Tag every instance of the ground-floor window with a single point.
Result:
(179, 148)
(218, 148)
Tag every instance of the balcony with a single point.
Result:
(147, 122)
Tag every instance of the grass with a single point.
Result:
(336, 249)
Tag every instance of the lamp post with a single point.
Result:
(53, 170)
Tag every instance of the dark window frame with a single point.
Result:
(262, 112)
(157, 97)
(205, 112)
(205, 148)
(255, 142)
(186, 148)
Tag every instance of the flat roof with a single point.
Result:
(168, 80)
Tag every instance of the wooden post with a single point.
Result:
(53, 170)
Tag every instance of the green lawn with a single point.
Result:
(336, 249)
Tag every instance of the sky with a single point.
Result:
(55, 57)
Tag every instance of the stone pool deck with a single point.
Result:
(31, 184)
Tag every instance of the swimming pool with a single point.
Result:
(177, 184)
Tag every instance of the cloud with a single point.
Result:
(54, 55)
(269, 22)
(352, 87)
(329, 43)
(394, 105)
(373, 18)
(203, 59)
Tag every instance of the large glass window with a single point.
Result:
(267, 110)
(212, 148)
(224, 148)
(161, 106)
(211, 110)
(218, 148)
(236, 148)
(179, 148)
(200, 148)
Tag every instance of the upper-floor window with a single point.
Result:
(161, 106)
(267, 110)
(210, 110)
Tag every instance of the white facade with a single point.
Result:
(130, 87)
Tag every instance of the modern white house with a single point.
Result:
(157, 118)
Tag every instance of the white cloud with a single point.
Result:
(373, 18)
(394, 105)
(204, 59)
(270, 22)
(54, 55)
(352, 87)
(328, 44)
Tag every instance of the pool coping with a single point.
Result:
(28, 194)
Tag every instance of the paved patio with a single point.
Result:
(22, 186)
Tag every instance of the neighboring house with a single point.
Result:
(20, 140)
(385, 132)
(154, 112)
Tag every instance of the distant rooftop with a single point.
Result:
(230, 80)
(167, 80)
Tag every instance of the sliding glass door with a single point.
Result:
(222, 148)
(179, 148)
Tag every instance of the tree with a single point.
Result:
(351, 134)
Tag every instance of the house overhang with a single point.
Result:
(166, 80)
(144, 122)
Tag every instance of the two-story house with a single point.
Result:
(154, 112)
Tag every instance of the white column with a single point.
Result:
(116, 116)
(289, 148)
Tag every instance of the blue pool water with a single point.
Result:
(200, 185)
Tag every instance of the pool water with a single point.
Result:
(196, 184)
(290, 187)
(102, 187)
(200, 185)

######

Each line in the entries above, starting at the line with "Tag every instance of the sky" and ending at the line with "Tag every instance of the large", is to be printed exactly, and only those lines.

■ SOLUTION FOR THIS TASK ■
Tag every instance of the sky with a single point.
Result:
(55, 57)
Tag every instance of the stone pool deck with a single point.
Result:
(31, 184)
Tag every instance of the swimming pool with a single point.
Result:
(177, 184)
Tag every instance of the cloud with a single point.
Result:
(54, 55)
(269, 22)
(352, 87)
(329, 43)
(394, 105)
(373, 18)
(203, 59)
Tag every instance of the large glass window with a single point.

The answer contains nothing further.